**QUOTED PASSAGE**
◇ ◇ ◇ ◇

So where am I going with this muddled train of thought? Damned if I know. Looking over what I’ve written so far, I am reminded of Laurence Sterne, who says that he does not know if his method of composition is the best one but it is certainly the most religious, as he simply writes down the first thing he thinks of, and trusts to God for the rest.
This all started with a consideration of George Orwell’s assessment of the state of English literature in his essay ‘Inside the Whale.’ In it, he distinguishes between literature that examines society and a newer form, represented by Tropic of Cancer, that is mostly an examination of the self.
Fact is, Freud’s ‘discovery’ of the subconscious gave writers a whole new set of tools for seeing and writing about what has always been the sole topic; human beings. Whether the writer focuses on one character or presents a bigger picture seems to me of little moment, whereas Orwell seems to want to indicate that a writer without a social message is somehow shirking his duty.

◇ ◇ ◇ ◇

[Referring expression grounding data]
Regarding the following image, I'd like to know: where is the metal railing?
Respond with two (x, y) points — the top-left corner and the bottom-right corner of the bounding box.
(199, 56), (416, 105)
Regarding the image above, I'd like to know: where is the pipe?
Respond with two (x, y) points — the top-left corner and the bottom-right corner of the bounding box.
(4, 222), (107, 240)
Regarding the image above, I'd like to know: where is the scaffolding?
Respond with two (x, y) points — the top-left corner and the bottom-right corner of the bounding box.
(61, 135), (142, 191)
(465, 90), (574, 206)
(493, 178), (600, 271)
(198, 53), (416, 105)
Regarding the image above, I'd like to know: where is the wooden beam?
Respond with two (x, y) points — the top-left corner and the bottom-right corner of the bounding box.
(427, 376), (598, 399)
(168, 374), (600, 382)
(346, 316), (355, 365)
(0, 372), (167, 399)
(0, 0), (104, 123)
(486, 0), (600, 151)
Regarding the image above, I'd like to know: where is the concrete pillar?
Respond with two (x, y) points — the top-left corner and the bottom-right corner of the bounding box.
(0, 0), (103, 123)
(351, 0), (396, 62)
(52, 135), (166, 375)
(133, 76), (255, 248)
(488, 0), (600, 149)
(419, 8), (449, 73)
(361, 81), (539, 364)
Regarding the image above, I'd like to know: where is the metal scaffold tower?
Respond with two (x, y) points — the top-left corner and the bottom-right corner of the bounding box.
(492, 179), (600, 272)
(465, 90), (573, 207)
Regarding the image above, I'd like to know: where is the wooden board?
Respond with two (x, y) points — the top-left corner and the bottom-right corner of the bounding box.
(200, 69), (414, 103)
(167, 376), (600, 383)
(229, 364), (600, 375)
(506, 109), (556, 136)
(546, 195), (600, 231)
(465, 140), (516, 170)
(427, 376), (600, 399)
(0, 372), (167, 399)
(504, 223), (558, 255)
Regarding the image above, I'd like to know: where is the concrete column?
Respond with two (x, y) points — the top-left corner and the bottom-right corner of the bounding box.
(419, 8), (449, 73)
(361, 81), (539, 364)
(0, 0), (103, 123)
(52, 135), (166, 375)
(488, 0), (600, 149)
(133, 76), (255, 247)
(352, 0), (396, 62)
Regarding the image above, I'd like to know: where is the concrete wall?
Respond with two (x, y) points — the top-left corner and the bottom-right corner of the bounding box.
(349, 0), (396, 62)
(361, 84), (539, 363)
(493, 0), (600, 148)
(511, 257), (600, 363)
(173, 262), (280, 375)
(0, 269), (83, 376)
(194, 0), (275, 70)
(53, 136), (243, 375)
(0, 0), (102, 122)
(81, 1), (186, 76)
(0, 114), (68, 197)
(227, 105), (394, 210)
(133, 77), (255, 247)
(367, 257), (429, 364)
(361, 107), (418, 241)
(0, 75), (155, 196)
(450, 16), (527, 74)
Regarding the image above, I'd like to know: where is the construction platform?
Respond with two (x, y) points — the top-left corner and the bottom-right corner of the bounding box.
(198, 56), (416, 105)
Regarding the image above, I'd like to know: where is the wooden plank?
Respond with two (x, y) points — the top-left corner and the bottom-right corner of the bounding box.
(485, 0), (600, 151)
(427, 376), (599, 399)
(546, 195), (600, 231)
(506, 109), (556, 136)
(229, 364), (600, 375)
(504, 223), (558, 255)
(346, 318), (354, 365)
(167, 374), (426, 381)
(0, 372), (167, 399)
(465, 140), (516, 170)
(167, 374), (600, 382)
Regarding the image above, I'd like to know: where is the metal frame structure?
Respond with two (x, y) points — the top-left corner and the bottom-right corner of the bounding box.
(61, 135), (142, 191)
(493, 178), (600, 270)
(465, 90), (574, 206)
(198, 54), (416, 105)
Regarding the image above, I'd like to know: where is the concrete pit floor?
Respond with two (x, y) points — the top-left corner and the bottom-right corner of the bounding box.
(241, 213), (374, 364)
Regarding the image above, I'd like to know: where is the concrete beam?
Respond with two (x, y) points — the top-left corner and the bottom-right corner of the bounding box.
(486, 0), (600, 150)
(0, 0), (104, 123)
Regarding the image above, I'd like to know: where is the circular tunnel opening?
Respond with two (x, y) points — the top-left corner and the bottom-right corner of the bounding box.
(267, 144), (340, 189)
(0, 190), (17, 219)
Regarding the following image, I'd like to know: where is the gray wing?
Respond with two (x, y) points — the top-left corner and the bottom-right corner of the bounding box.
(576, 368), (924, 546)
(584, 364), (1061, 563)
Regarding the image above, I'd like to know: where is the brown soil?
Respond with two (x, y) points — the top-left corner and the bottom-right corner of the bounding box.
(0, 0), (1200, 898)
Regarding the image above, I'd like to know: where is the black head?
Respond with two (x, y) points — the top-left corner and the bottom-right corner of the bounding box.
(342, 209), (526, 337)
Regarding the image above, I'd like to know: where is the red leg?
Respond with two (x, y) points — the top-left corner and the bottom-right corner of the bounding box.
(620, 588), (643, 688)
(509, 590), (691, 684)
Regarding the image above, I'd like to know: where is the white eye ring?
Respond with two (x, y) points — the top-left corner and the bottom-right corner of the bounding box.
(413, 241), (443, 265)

◇ ◇ ◇ ◇

**TASK BRIEF**
Extend the passage on Orwell's "Inside the Whale" by writing what comes after its last sentence.

**ANSWER SPACE**
‘Inside the whale’ is how Orwell characterizes the state that produces novels like Tropic of Cancer. To be ‘inside the whale’ is to be back in the womb, insulated from the world, self-obsessed. For me, the biggest problem with novels that focus on one character is that they can be a little boring. You need some interaction, which would explain why, even in one-character novels, that one character spends a lot of time thinking about his relations with other people.
Offhand, I can think of only one exception. A few years ago, a German novel called The Perfume made a splash. It’s based on an interesting conceit, and it starts out very well. But there’s really only one character, and he is a sociopath. With very little inner life, and no interaction with other characters (other than to kill them, although the victims hardly even qualify as characters), the narrative soon settles down to telling the reader that this happened, and then that happened, and then something else happened.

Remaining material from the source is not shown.